[[ Record set, beginning ]]

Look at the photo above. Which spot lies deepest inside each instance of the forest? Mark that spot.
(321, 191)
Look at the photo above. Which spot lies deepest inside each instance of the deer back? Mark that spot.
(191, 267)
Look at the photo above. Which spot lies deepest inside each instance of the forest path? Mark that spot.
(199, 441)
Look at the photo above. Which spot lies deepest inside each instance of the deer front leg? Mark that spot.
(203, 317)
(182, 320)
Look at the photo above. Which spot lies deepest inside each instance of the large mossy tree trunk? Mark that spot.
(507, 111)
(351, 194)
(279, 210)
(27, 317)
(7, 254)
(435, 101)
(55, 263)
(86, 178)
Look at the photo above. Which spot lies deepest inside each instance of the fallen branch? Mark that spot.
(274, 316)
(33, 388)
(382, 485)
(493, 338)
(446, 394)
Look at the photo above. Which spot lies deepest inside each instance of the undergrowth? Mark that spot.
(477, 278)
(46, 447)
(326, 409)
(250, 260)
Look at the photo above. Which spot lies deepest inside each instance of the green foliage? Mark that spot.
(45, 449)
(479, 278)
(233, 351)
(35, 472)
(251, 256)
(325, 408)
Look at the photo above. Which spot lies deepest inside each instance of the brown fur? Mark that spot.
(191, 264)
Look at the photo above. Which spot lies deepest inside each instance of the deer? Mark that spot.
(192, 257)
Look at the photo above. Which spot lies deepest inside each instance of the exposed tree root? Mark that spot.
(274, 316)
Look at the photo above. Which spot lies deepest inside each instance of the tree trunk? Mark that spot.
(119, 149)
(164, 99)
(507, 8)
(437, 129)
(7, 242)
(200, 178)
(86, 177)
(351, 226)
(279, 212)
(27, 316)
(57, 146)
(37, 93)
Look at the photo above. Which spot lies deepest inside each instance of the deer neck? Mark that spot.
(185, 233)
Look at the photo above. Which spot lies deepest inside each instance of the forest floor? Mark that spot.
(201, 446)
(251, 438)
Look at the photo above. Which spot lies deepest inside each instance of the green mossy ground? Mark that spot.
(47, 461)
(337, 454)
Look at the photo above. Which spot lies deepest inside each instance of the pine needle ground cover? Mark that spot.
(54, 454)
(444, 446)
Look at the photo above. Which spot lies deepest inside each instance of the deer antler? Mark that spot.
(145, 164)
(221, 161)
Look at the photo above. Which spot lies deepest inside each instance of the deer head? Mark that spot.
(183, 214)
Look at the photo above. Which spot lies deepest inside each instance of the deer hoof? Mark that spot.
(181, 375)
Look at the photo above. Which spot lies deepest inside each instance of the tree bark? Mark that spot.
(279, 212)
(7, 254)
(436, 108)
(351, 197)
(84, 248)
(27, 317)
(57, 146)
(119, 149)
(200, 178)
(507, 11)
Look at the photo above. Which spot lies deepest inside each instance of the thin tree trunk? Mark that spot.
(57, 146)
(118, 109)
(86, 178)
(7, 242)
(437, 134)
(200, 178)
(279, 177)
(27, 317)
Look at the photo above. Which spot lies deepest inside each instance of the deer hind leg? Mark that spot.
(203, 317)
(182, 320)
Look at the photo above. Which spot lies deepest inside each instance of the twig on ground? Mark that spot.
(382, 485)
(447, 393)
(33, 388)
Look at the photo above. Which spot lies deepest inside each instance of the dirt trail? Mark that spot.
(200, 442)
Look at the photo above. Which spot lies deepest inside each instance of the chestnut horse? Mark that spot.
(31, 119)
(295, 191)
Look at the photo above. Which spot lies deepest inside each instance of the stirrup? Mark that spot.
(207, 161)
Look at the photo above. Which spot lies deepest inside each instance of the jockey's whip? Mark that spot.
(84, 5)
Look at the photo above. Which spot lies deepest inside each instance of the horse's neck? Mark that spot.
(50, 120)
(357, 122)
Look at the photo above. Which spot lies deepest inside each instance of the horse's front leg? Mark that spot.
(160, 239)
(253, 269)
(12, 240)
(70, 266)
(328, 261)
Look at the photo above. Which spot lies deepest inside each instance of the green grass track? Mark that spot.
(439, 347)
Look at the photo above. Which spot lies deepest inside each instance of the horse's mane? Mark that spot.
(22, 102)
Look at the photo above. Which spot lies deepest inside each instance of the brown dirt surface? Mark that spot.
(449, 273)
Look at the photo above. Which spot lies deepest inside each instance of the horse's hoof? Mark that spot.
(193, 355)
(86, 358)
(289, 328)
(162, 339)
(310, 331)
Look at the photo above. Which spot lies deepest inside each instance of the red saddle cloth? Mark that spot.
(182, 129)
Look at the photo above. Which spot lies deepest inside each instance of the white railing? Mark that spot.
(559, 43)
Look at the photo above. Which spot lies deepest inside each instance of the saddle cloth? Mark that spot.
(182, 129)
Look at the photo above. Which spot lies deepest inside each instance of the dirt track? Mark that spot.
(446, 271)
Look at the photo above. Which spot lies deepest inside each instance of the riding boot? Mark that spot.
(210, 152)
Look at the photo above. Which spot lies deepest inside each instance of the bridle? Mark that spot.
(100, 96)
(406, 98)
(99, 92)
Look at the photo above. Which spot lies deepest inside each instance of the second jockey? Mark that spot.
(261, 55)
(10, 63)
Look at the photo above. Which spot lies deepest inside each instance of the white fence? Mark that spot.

[[ Record set, end ]]

From the data above, give every line again exactly as it appears.

- Result of this exercise
Look at the photo above. Which spot lies deepest inside each instance of the forest? Mark that spot.
(321, 191)
Look at the photo above. Which spot lies deepest inside each instance of the deer back? Mark that spot.
(191, 267)
Look at the photo above. Which spot lies deepest inside each instance of the forest path? Mark that spot.
(199, 441)
Look at the photo above. Which spot lies deepest inside each instance of the deer front leg? Mark that spot.
(203, 317)
(182, 320)
Look at the photo above. Which spot lies deepest inside each instance of the large mossy tree trunk? Mark that spot.
(507, 111)
(351, 194)
(279, 210)
(27, 317)
(7, 254)
(435, 101)
(55, 263)
(86, 178)
Look at the photo above. Which spot lies deepest inside each instance of the fallen branch? Mark that spot.
(274, 316)
(33, 388)
(382, 485)
(493, 338)
(446, 394)
Look at the photo above. Which spot lies deepest inside each instance of the undergrowth? Mark that spot.
(477, 278)
(46, 447)
(326, 409)
(250, 260)
Look at the photo above. Which spot lies deepest inside each instance of the green foliage? Mark that spot.
(45, 449)
(479, 278)
(233, 351)
(35, 472)
(251, 256)
(325, 408)
Look at the photo above. Which spot lies deepest inside each instance of the brown fur? Mark that spot.
(191, 264)
Look at the photo above. Which spot lies deepest inside each instance of the deer? Mark that spot.
(192, 257)
Look at the photo above. Which spot lies deepest inside each instance of the exposed tree root? Mark that spot.
(274, 316)
Look at the photo above. Which spot lies deepest inside each instance of the tree trunk? Mark that spot.
(119, 149)
(164, 99)
(507, 8)
(437, 129)
(7, 242)
(200, 178)
(86, 177)
(351, 226)
(279, 212)
(27, 316)
(57, 146)
(37, 93)
Look at the photo above. Which spot lies deepest inside each instance of the deer neck? Mark that spot.
(185, 233)
Look at the photo above. Which spot lies deepest inside each instance of the forest floor? Mark that spot.
(201, 446)
(251, 438)
Look at the photo above. Which spot lies deepest inside each instance of the green mossy ground? Mark that spot.
(47, 461)
(337, 454)
Look at the photo above. Which spot lies deepest inside each instance of the pine needle ground cover? Mark that spot.
(54, 454)
(444, 446)
Look at the photo above. Which spot lies deepest inside each instance of the deer antler? Mark that spot.
(145, 164)
(221, 161)
Look at the photo above. Which spot lies deepest inside each instance of the deer head? Mark that spot.
(183, 214)
Look at the photo above. Which spot lies deepest inside each instance of the deer hoof? Mark that spot.
(181, 375)
Look at the photo above. Which spot lies deepest inside each instance of the tree bark? Mark that spot.
(279, 212)
(7, 254)
(436, 108)
(351, 197)
(84, 248)
(27, 317)
(57, 146)
(119, 149)
(200, 178)
(507, 11)
Look at the photo above. Which spot lies deepest inside each instance of the thin tree trunk? Mark that spot.
(57, 146)
(118, 109)
(86, 178)
(7, 242)
(437, 134)
(200, 178)
(279, 177)
(27, 317)
Look at the photo above. Which spot lies deepest inside each instance of the deer hind leg? Mark that spot.
(203, 317)
(182, 320)
Look at the photo above. Which spot lies deepest inside each instance of the twig on ground? Mark that spot.
(382, 485)
(447, 393)
(33, 388)
Look at the photo above. Which spot lies deepest inside each instance of the dirt trail? Mark that spot.
(200, 442)
Look at the photo above. Which spot lies deepest inside each instance of the chestnut horse? Mark that spot.
(31, 119)
(295, 191)
Look at the photo above. Which spot lies deepest inside each instance of the stirrup? Mark that spot.
(207, 161)
Look at the photo above. Which spot lies deepest inside each instance of the jockey's whip? Mark that spot.
(84, 5)
Look at the photo above. Which spot lies deepest inside each instance of the horse's neck? Mark that spot.
(50, 120)
(357, 122)
Look at the photo above. Which spot lies deepest inside each instance of the horse's front leg? Mark that spot.
(160, 239)
(253, 269)
(12, 240)
(70, 266)
(328, 261)
Look at the photo above. Which spot lies deepest inside each instance of the green grass track? Mark that spot.
(439, 347)
Look at the photo above. Which spot lies deepest inside each instance of the horse's mane? Mark that spot.
(22, 102)
Look at the photo above. Which spot lies deepest inside each instance of the brown dirt surface? Mark that spot.
(449, 273)
Look at the photo above. Which spot lies deepest inside each instance of the horse's hoof? Mark that spot.
(193, 355)
(86, 358)
(289, 328)
(162, 339)
(310, 331)
Look at the photo above. Which spot lies deepest inside each instance of the red saddle cloth? Mark that spot.
(182, 129)
Look at the photo above. Which spot lies deepest inside each instance of the white railing? Mark that spot.
(559, 43)
Look at the photo above. Which spot lies deepest inside each instance of the saddle cloth? Mark that spot.
(182, 129)
Look at the photo above. Which spot lies deepest inside each instance of the dirt track? Mark that spot.
(446, 271)
Look at the photo above. Which spot lies deepest inside each instance of the riding boot? Mark that spot.
(210, 152)
Look at the photo above. Which spot lies deepest inside each instance of the bridle? Mark that spot.
(100, 96)
(406, 98)
(99, 92)
Look at the photo above. Which spot lies deepest inside each instance of the second jockey? Mark that spot.
(261, 55)
(10, 63)
Look at the photo above. Which spot lies deepest inside each instance of the white fence? Mark that spot.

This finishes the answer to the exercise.